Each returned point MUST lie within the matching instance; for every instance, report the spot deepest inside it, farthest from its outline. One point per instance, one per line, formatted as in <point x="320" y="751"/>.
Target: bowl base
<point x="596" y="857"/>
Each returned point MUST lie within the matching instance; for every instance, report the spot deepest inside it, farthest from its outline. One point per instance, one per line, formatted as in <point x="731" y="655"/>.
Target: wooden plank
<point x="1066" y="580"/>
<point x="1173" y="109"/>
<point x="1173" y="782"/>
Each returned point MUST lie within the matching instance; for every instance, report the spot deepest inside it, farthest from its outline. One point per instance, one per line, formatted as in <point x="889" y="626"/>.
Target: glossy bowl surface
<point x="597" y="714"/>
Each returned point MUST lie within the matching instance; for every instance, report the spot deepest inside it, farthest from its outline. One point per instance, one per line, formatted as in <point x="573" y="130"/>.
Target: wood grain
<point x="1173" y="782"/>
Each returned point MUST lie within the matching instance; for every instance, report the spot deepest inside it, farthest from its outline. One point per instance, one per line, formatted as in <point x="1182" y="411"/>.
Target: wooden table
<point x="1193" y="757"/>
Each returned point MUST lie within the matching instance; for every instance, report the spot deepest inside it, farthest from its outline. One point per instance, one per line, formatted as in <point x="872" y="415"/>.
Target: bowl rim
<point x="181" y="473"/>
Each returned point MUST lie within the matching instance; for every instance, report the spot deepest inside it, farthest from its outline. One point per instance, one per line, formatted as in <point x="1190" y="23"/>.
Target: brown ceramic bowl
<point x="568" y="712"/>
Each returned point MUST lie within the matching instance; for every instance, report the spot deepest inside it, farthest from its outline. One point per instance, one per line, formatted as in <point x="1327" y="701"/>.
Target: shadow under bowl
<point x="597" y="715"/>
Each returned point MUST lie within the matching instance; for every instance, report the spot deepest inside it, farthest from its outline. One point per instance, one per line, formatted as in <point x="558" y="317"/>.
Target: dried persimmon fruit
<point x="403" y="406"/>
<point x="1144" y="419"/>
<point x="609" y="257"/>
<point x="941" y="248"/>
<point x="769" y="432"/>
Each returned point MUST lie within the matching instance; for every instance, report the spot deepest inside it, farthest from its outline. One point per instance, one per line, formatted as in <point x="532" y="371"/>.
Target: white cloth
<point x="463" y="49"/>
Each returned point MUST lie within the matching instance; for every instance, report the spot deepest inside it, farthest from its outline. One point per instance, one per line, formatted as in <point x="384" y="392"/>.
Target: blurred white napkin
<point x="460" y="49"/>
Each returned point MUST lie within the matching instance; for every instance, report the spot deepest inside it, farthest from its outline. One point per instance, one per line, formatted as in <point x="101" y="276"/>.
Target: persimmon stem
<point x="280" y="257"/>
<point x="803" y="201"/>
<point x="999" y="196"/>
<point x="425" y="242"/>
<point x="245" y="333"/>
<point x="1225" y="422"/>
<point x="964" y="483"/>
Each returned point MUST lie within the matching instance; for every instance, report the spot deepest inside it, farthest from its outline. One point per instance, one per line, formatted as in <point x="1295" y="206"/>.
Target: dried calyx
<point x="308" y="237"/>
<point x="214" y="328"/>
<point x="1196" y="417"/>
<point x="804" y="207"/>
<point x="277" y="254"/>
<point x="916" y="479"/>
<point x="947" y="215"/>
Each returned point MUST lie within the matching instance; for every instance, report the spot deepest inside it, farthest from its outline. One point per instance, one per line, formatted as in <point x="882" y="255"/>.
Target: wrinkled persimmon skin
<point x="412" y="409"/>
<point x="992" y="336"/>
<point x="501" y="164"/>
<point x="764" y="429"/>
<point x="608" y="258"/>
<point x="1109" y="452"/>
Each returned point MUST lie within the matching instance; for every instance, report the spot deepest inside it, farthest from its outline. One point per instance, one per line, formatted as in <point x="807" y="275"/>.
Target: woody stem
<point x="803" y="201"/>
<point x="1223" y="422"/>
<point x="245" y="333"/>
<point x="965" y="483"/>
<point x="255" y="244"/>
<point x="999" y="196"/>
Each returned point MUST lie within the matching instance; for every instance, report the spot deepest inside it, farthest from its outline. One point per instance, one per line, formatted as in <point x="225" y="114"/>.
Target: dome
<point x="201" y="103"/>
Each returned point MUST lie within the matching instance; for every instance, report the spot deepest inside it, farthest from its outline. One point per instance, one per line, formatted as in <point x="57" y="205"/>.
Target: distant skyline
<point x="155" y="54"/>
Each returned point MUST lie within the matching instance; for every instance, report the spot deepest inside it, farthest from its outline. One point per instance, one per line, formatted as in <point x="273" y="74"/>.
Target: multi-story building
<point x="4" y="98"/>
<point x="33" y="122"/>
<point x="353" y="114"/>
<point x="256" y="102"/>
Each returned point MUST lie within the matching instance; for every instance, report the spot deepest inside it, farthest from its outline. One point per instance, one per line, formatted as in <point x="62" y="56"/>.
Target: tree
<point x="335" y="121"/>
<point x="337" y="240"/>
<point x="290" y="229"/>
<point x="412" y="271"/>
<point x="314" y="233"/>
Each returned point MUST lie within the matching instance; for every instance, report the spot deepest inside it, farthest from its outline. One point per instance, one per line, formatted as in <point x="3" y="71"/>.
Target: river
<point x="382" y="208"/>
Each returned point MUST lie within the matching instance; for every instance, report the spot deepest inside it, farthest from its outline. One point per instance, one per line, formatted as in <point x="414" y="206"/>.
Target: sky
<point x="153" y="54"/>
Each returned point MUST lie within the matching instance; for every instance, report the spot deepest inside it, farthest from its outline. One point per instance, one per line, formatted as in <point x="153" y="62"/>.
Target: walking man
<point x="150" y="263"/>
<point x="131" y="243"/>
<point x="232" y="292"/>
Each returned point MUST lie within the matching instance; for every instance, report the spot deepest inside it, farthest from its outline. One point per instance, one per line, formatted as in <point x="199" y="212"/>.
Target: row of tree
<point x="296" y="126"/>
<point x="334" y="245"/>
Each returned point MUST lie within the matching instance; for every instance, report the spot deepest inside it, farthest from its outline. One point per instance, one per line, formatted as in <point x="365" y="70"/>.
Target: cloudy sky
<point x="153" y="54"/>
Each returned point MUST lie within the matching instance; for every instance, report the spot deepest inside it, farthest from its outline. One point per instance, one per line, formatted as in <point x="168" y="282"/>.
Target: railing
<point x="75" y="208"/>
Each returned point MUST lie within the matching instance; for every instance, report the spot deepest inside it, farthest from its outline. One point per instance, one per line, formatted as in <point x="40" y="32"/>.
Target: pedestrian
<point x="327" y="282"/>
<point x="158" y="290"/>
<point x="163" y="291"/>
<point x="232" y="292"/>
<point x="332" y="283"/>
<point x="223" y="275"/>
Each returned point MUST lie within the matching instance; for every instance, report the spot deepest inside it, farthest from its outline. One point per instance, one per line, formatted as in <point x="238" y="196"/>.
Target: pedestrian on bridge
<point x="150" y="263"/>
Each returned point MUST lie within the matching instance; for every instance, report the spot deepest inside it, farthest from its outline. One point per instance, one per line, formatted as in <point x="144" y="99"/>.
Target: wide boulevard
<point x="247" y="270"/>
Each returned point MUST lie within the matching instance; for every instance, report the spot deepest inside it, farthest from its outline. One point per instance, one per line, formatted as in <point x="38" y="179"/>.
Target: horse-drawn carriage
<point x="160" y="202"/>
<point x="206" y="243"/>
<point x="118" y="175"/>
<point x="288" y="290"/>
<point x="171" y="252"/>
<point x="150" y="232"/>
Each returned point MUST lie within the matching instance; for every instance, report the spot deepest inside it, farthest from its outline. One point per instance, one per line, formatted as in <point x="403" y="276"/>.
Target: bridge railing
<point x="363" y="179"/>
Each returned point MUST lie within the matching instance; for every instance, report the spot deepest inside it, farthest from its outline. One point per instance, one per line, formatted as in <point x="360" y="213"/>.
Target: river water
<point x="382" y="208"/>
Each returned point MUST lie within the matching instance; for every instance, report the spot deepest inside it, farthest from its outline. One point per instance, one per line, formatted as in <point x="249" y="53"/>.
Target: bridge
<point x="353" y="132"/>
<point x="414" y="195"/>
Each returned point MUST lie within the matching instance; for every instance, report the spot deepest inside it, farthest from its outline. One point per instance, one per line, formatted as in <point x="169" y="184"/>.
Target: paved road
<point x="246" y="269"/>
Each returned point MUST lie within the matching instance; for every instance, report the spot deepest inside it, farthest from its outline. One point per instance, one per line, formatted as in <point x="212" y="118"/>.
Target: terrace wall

EXERCISE GOAL:
Gather every line from the entries above that contains the word "bowl", and copy each one out in full.

EXPECTED ANSWER:
Target: bowl base
Target: glossy bowl surface
Target: bowl rim
Target: brown ceramic bowl
Target: shadow under bowl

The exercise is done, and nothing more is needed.